Skip to content

Write a Global Data Policy

Audience: Data Governors

Content Summary: This page outlines step-by-step instructions for creating and staging Global Data Policies, which are built by Data Governors and apply to all data sources across an organization.

For instructions on writing Local Data Policies, see the tutorial in Chapter 4 - Connecting Data. For information about creating custom policy handlers, see the Advanced Guide.

Use Case

Compliance Requirement: Redact all personal information for everyone except when running queries in Test and Prod.

For this organization's purposes, they should write a Global Policy that masks all personal information, except for system accounts running queries in Test and Prod. To do so, they will use the tags and attributes created in Chapter 2 to build their Global Data Policy. The steps below use this scenario to illustrate the policy, but other policy builder options are noted throughout the tutorial.

1 - Create a Global Data Policy

Best Practice: Write Global Policies

Build Global Policies with tags instead of writing Local Policies to manage data access. This practice will prevent you from having to write/re-write single policies for every data source added to Immuta.

+-------+

WRITTEN INSTRUCTION 1 –
According to the Global Data Policy tutorial, which chapter created the tags and attributes used to build the policy?
WRITTEN INSTRUCTION 2 –
In the Global Data Policy tutorial, why should Global Policies be built with tags instead of writing Local Policies? Answer in one to three sentences.
WRITTEN INSTRUCTION 3 –
Please carry on the Global Data Policy tutorial from the point where it stops.

+-------+

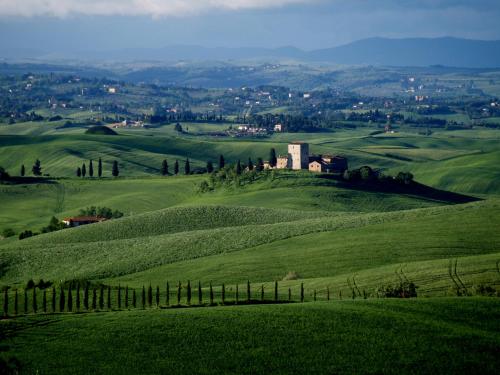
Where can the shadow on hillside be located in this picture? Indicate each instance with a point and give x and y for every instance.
(414, 189)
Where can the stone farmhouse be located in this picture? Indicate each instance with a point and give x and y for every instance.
(298, 158)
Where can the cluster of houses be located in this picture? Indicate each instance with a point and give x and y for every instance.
(298, 158)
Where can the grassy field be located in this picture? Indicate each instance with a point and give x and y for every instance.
(379, 336)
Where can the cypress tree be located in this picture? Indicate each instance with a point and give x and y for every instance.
(150, 296)
(70, 299)
(101, 298)
(272, 158)
(54, 297)
(6, 302)
(248, 291)
(77, 299)
(179, 290)
(188, 293)
(86, 296)
(200, 294)
(99, 168)
(115, 171)
(25, 301)
(62, 300)
(164, 168)
(109, 298)
(34, 302)
(119, 297)
(16, 303)
(176, 167)
(210, 167)
(143, 299)
(238, 168)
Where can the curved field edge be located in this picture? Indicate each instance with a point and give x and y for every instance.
(107, 259)
(320, 338)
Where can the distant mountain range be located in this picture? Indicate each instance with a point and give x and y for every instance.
(452, 52)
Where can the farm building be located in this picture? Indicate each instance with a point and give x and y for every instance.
(82, 220)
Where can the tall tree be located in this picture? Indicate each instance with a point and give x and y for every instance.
(99, 168)
(164, 168)
(238, 168)
(37, 168)
(176, 167)
(210, 167)
(115, 171)
(272, 158)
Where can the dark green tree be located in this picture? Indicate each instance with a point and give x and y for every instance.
(238, 168)
(176, 167)
(164, 168)
(37, 168)
(115, 170)
(62, 300)
(272, 158)
(99, 168)
(210, 167)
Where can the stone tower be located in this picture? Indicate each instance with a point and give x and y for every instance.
(299, 155)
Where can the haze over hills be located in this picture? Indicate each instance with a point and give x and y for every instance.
(446, 51)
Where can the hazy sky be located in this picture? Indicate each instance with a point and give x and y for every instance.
(57, 25)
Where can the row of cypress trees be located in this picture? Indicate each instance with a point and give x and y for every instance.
(100, 298)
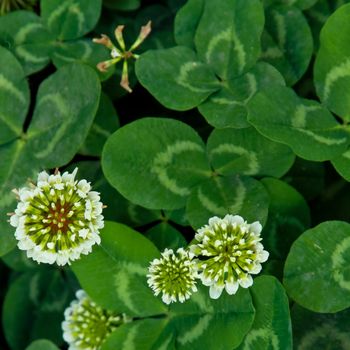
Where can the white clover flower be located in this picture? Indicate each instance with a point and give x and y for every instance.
(86, 325)
(174, 275)
(57, 219)
(229, 252)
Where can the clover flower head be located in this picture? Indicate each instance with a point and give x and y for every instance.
(228, 252)
(58, 218)
(86, 325)
(174, 275)
(120, 52)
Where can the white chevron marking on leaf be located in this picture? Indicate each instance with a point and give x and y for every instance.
(272, 52)
(29, 57)
(23, 32)
(322, 139)
(336, 73)
(228, 35)
(163, 159)
(252, 160)
(267, 336)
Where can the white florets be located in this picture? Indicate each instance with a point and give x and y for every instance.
(58, 219)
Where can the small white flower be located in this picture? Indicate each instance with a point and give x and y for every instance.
(86, 325)
(228, 252)
(58, 219)
(174, 275)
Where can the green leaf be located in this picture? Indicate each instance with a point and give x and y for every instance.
(342, 165)
(302, 4)
(289, 217)
(227, 195)
(228, 35)
(83, 51)
(195, 324)
(320, 331)
(307, 177)
(154, 162)
(186, 22)
(304, 125)
(177, 216)
(122, 5)
(164, 235)
(105, 123)
(318, 14)
(175, 77)
(228, 106)
(70, 97)
(14, 97)
(42, 344)
(287, 42)
(24, 34)
(70, 19)
(246, 152)
(201, 322)
(17, 165)
(332, 66)
(140, 335)
(317, 272)
(34, 307)
(118, 208)
(114, 274)
(272, 326)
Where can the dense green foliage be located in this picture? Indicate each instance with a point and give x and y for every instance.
(238, 107)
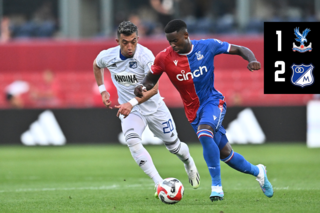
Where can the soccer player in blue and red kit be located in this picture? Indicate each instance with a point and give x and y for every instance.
(189, 65)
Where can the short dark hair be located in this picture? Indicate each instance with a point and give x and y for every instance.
(127, 28)
(175, 25)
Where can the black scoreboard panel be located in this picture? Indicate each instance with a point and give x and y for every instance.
(292, 58)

+-------+

RESPONSE 1 –
Chapter 2.

RESPONSE 2 –
Building Global Policies with tags means you don't have to write or rewrite single policies for every data source added to Immuta.

RESPONSE 3 –
  1. Click the Policies page icon in the left sidebar and select the Data Policies tab at the top of this page.
  2. Click Add Policy, enter a name for your policy, and then select Mask from the first dropdown menu.

    Select Mask

  3. Select columns tagged and then select PII from the subsequent dropdown menu. Additional options include columns with any tag, columns with no tags, all columns, or columns with names spelled like.

    Select Columns Tagged

  4. Select using hashing from the next dropdown menu. Additional custom masking types include with reversibility, by making null, using a constant, using a regex, by rounding, with format preserving masking, with K-Anonymization, or using randomized response. Click on the tabs below to view specific instructions for these masking policies:

    using a constant

    Enter a constant in the field that appears next to the masking type dropdown:

    Masking Policy Enter Constant

    by rounding

    1. Select using fingerprint or specifying the bucket from the subsequent dropdown menu.
    2. If specifying the bucket, select the Bucket Type and then enter the bucket size.

      Specify Bucket

    Note: If you choose by rounding as your masking type, the statistics of the data fingerprint will autogenerate the bucket size when the policy is applied to a data source.

    using a regex

    1. Enter a regular expression and replacement value in the fields that appear next to the masking type dropdown.
    2. From the next dropdown, choose to make the regex Case Insensitive and/or Global.

      Masking Policy Regex

    with K-Anonymization

    Select either using fingerprint or requiring group size of at least and enter a group size in the subsequent dropdown menu.

    Select Hashing

  5. Select everyone except from the next dropdown menu to continue the condition. Additional options include everyone and everyone who.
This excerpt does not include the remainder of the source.